- _Text_:
########################################

Feeling light-headed yet? No? We’ll continue. The Broads also endowed Santa Monica College with $10 million for a state-of-the-art performing arts center, The Eli and Edythe Broad Stage, as well as an adjacent black box performance space called (lovingly) The Edye; a gift to the School of the Arts and Architecture at UCLA resulted in The Eli and Edythe Broad Art Center, designed by Richard Meier. In total, their financial gifts have totaled $800 million. On top of that, the two have donated billions of dollars to advocating public school reform as well as medical research in human genomics.

However much good the two have done and as much success as they’ve enjoyed, no one ever gets everything they want in life. For example, Eli once tried to bring the NFL to L.A., but was outbid by Robert McNair, owner of the Houston Texans. He isn’t bitter though: he’s pleased that Stan Kroenke is bringing the Rams to Los Angeles. “I don’t have a team other than my alma mater, Michigan State, [though I do] enjoy watching football,” he admits, adding that the move was “long overdue. About 20 years ago, I tried to get an NFL franchise

here and we almost got it, and then Houston came in with a lot more public money and got the franchise instead of Los Angeles.”

He is also quick to dismiss the rumor that he was attempting to purchase the LA Times from current owner Rupert Murdoch. “I always thought that the paper should have local ownership and that the newspapers [should be] a public trust, not just a commercial property,” he says, adding, “Also, the quality is hardly as good as The Wall Street Journal, The New York Times or The Washington Post, but it is better than San Francisco and a lot of other cities.”

Bottom line: Eli Broad doesn’t need a football team or a newspaper to leave a legacy. He already has that, in spades.

Edye, meanwhile, says that “the thing I’m proudest of is the Broad Institute in Cambridge, Mass., because it’s already changed science, and long after we’re gone, it will benefit mankind. We are not science background people, but we enabled Eric Lander [one of the principal leaders of the Human Genome Project and the founding director and a core member of the Broad Institute of MIT and Harvard] to do what he does, and that’s special to me. I feel really good about that.”

Eli wants to be seen as “someone who’s made a difference. Someone that’s left the world better than the way we found it.” And most importantly, when reflecting on the collaborative efforts that he and Edye conceived and nurtured, he says, “We feel very good about all the things we’ve created.”

########################################

- _Task details_:
Write out, word for word, the stretch of the piece on Eli and Edythe Broad from "Feeling light-headed yet?" through "in human genomics.".

- _Data_:

########################################

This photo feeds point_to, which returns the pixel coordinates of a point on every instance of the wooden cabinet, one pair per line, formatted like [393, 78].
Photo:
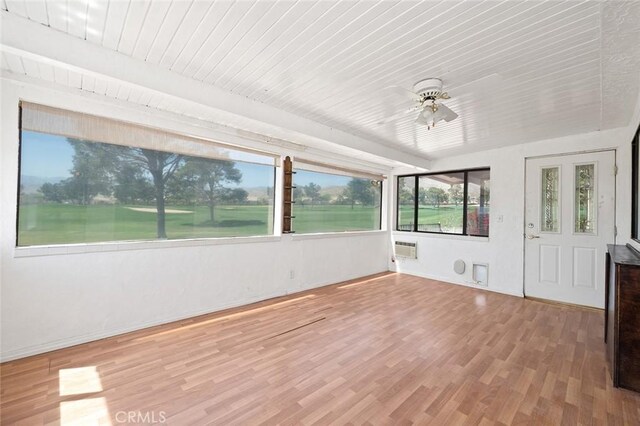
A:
[622, 315]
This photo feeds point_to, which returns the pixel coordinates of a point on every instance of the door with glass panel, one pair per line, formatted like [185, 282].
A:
[569, 220]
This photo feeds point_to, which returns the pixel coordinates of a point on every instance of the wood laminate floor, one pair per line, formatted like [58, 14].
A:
[392, 349]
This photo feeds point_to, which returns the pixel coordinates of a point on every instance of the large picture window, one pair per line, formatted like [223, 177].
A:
[86, 179]
[447, 203]
[330, 200]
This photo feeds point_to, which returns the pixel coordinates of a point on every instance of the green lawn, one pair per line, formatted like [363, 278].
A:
[42, 224]
[449, 217]
[329, 218]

########################################

- _Response area_:
Feeling light-headed yet? No? We’ll continue. The Broads also endowed Santa Monica College with $10 million for a state-of-the-art performing arts center, The Eli and Edythe Broad Stage, as well as an adjacent black box performance space called (lovingly) The Edye; a gift to the School of the Arts and Architecture at UCLA resulted in The Eli and Edythe Broad Art Center, designed by Richard Meier. In total, their financial gifts have totaled $800 million. On top of that, the two have donated billions of dollars to advocating public school reform as well as medical research in human genomics.